# [Exercise prompt]
Reproduce each of the following rows verbatim, omitting the pictures.

##### Entries

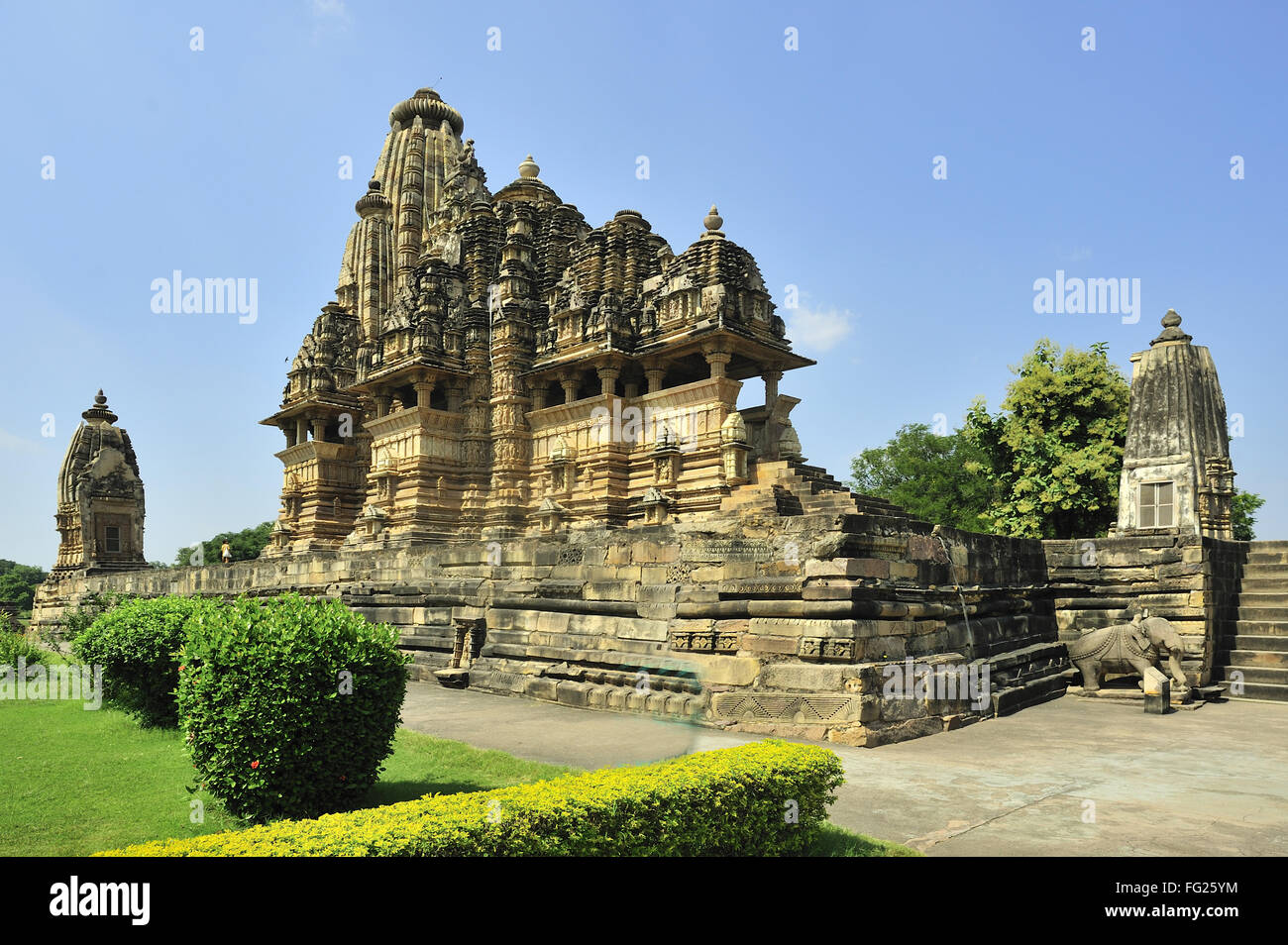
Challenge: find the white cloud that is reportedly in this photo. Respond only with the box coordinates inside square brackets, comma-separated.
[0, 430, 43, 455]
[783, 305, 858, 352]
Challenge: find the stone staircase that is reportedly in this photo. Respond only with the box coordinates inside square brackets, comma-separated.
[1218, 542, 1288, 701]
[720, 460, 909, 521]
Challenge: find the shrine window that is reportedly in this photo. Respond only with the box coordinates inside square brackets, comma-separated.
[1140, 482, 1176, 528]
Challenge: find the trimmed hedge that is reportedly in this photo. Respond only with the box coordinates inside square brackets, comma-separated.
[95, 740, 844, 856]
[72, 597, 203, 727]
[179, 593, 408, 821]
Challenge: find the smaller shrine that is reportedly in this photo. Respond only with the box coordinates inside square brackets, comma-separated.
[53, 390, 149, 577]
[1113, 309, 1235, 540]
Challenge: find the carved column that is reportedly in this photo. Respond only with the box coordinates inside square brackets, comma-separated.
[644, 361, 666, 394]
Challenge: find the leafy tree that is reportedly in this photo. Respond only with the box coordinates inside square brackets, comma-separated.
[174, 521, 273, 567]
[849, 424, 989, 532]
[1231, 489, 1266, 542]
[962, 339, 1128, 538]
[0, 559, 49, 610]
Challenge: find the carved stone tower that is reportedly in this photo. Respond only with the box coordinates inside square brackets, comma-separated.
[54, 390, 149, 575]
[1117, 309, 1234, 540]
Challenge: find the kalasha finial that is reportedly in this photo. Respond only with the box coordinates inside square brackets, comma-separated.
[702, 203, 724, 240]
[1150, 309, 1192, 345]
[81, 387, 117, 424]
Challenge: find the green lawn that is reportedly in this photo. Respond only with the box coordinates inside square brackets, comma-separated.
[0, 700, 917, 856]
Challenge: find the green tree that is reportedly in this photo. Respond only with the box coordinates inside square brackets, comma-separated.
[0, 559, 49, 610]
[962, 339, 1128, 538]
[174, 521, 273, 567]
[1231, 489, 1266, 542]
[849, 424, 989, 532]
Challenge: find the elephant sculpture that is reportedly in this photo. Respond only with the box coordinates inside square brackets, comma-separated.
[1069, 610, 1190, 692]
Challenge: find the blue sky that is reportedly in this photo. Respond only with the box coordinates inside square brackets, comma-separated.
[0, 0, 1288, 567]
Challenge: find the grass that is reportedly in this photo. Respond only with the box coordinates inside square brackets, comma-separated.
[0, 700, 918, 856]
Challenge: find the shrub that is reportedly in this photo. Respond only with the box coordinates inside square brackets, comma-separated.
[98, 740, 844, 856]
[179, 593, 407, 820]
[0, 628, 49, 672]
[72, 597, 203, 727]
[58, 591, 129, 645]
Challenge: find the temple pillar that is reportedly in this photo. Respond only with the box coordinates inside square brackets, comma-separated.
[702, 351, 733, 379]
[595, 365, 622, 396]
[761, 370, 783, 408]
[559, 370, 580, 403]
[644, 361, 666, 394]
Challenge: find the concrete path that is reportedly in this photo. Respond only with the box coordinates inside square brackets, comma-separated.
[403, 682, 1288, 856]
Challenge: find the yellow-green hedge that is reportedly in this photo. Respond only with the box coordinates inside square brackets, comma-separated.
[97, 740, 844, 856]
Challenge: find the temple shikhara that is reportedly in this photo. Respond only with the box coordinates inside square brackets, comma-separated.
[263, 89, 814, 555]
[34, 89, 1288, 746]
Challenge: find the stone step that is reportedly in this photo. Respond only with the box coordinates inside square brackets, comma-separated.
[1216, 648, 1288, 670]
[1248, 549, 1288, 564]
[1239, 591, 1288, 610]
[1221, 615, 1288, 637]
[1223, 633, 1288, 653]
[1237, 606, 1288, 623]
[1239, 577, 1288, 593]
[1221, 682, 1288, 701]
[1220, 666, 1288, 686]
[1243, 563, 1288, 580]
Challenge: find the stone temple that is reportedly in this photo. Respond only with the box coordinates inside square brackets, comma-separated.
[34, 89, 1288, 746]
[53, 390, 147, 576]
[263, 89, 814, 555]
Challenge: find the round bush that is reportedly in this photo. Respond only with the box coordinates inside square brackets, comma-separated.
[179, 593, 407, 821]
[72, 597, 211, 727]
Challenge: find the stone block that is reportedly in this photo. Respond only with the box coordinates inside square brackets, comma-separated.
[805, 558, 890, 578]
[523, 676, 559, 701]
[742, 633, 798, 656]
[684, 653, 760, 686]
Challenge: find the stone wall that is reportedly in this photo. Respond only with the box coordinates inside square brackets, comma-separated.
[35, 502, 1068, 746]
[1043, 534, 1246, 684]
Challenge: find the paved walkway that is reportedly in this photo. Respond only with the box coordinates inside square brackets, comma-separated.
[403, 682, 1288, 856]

##########

# [Result for this exercise]
Challenge: find the white cloud that is reportedly in this photo. Respond only with the box coordinates inside square brackets, comma-separated.
[0, 430, 43, 455]
[783, 305, 858, 352]
Challenge: find the stone staircase that is reportedly in this photo. Respond only with the box coordinates inside square brackets, comma-separated.
[1218, 542, 1288, 701]
[720, 460, 909, 521]
Challenge: find the shrine window that is reportedly in this photo. Respond only with the box coordinates inside square brackets, comma-separated.
[1140, 482, 1176, 528]
Challenge: find the trimmed hedge that is reportedly in this photo. Respond only with the box coordinates inside square brackets, comma-separated.
[95, 740, 844, 856]
[72, 597, 203, 727]
[179, 593, 408, 821]
Challenge: find the smaller shrine that is reportedly in this photo. Respond only with the box coordinates inside square brackets, comma-separated.
[53, 390, 149, 577]
[1113, 309, 1235, 540]
Challenge: find the carved column that is reportedly in this photo. Respond only with the box coordinates inside square brackets, comma-separated.
[644, 361, 666, 394]
Challenge: find the leafy tree that is reportedly in this photo. Respond only with the box coordinates inside square brackets, comma-separated.
[174, 521, 273, 567]
[849, 424, 989, 532]
[1231, 489, 1266, 542]
[962, 339, 1128, 538]
[0, 559, 49, 610]
Challenge: find the carved stone tower that is reportedly in this photo. Respond only with the box coordinates inside square brackets, comma-separated.
[54, 390, 149, 575]
[1117, 309, 1234, 540]
Challenge: find the kalasha finial that is reportedly in this photo. Respond only with the box coordinates inside square brackets, comma-separated.
[702, 203, 724, 240]
[1150, 309, 1192, 345]
[81, 387, 117, 424]
Challenge: find the green lawn that is reportedly in this photo. Respond only with the box coordinates inside square brackets, comma-separated.
[0, 700, 917, 856]
Challenge: find the green tree that is reportedly in this photo. Respond only with the box coordinates inside square brackets, comma-separated.
[0, 559, 49, 610]
[962, 339, 1128, 538]
[174, 521, 273, 567]
[1231, 489, 1266, 542]
[849, 424, 989, 532]
Challenge: find the elephant sculpture that is reportedly in this photo. Respond only with the box coordinates inside square brackets, comma-separated.
[1069, 610, 1190, 692]
Challenge: find the blue sky that is reportedly in this photo. Respond only with the box coordinates inside square brackets, comma-separated.
[0, 0, 1288, 567]
Challenge: find the grass that is reportedly in this photo. Respond only with the box coordinates inside square brackets, comma-separated.
[0, 700, 918, 856]
Challenge: find the shrub that is reportedly in this photo. Respond only with the box coordinates inside square brackets, comma-separated.
[98, 740, 844, 856]
[179, 593, 407, 820]
[0, 628, 49, 672]
[72, 597, 203, 727]
[58, 591, 129, 645]
Challenge: find the temple pillar that is reportedly in this photo. Respond only with the box coordinates inside square brackets, comma-separated.
[702, 351, 733, 379]
[595, 365, 622, 396]
[761, 370, 783, 408]
[559, 370, 580, 403]
[644, 361, 666, 394]
Challenge: find the concrete path that is reportedly in this photo. Respond only with the box coordinates inside square brackets, comma-separated.
[403, 682, 1288, 856]
Challenge: find the yellow-green hedge that is reportedly in this photo. Respond only with the box coordinates inside square brackets, comma-separated.
[97, 740, 844, 856]
Challenge: find the temple shikhara that is reportedly in this photo. Respond only with the box coordinates inside square brackets, comma-separated.
[263, 89, 814, 555]
[34, 89, 1288, 746]
Challenge: find the stone step that is reportedly in this photo. Respond only with the box coordinates inside square brackets, comma-separated.
[1216, 648, 1288, 670]
[1248, 549, 1288, 564]
[1239, 591, 1288, 610]
[1221, 615, 1288, 637]
[1223, 633, 1288, 653]
[1237, 606, 1288, 623]
[1239, 577, 1288, 593]
[1221, 682, 1288, 701]
[1220, 666, 1288, 686]
[1243, 563, 1288, 580]
Challenge: find the stone temple that is reportedly in this photo. Respond only with the box coordinates inside square brackets, comma-separated.
[34, 89, 1288, 746]
[53, 390, 147, 576]
[263, 89, 814, 555]
Challenge: find the round bush that is reportedly in this photo. Respond only with the box coordinates inside square brackets, comma-separated.
[179, 593, 407, 821]
[72, 597, 211, 727]
Challenge: find the stone block that is reportedly in this photo. Respond only with the box coordinates inside square brackets, comma-separated.
[805, 558, 890, 578]
[523, 676, 559, 701]
[742, 633, 798, 656]
[684, 653, 760, 686]
Challenge: find the stone wall that is reportedly in this photo. Respond only with the box coordinates inside square brackets, comma-separated.
[35, 502, 1068, 746]
[1043, 534, 1246, 684]
Challenge: find the paved walkway that is reportedly in this photo. Respond only with the box coordinates inside square brackets, comma-separated.
[403, 682, 1288, 856]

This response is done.